Entries excerpted from a collection:
(begin)
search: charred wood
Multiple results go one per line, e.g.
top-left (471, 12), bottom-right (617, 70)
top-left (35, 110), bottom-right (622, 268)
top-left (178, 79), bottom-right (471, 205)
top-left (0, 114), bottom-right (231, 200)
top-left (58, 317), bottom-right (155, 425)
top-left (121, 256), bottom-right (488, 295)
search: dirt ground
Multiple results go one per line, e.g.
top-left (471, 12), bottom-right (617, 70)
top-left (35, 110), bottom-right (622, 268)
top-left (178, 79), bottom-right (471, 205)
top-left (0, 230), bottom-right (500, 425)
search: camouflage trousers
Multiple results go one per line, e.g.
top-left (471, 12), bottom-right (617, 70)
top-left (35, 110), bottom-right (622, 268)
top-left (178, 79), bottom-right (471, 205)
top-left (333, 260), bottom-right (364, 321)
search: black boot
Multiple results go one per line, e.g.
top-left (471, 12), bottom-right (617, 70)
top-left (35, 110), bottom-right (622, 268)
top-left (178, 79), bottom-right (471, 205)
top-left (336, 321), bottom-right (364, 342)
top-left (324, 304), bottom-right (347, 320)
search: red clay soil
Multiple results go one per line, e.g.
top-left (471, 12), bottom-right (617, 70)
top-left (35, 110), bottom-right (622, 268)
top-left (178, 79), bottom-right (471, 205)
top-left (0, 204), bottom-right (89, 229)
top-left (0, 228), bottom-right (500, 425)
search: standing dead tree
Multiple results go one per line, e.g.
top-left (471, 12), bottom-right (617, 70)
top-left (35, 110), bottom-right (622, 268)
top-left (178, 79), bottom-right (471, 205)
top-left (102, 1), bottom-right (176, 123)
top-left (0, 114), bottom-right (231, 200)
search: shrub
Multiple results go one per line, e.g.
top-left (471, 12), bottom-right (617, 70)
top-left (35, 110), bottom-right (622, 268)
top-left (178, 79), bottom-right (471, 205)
(end)
What to work on:
Rewrite the lines from the one containing "search: red clay soil" through the one containing "top-left (0, 228), bottom-right (500, 425)", inclusive, substituting "each on a separate line" for "one per line" and leaving all else unchanged.

Expected answer:
search: red clay soil
Multiple results go each on a separate line, e.g.
top-left (471, 12), bottom-right (617, 70)
top-left (35, 110), bottom-right (622, 268)
top-left (178, 79), bottom-right (471, 205)
top-left (0, 204), bottom-right (89, 229)
top-left (0, 228), bottom-right (500, 425)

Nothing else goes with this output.